Latest in a series of posts on Bethlehem Moments
Bethlehem Moment 19
City Council
January 6, 2020
Johanna Brams
1727 Elm
Bethlehem Moment: January 1, 1873
January 1873, 147 years ago. Lucy Evelyn Packer Linderman is recovering from a serious horse and carriage accident on the ice-covered what is now Packer Avenue – just down the hill from Lehigh University, founded by her father Asa.
She, at 41, and her sister Mary Hannah Packer, at 34, are the two surviving female adults of Asa Packer’s seven children.

Task instructions =>
1. Transcribe the part of the Bethlehem Moment text between "Latest in a" and "her father Asa.", inclusive.
2. List every person named in the Bethlehem Moment text.
3. Answer these questions from the Bethlehem Moment text.
(a) What is the date given for the City Council?
(b) What university did Asa Packer found?
(c) How old was Mary Hannah Packer?

Records supplied =>
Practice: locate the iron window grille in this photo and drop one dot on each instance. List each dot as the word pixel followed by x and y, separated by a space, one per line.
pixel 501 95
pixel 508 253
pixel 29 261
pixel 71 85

Answer section =>
1.
Latest in a series of posts on Bethlehem Moments
Bethlehem Moment 19
City Council
January 6, 2020
Johanna Brams
1727 Elm
Bethlehem Moment: January 1, 1873
January 1873, 147 years ago. Lucy Evelyn Packer Linderman is recovering from a serious horse and carriage accident on the ice-covered what is now Packer Avenue – just down the hill from Lehigh University, founded by her father Asa.

2.
Johanna Brams
Lucy Evelyn Packer Linderman
Asa Packer
Mary Hannah Packer

3.
(a) January 6, 2020
(b) Lehigh University
(c) 34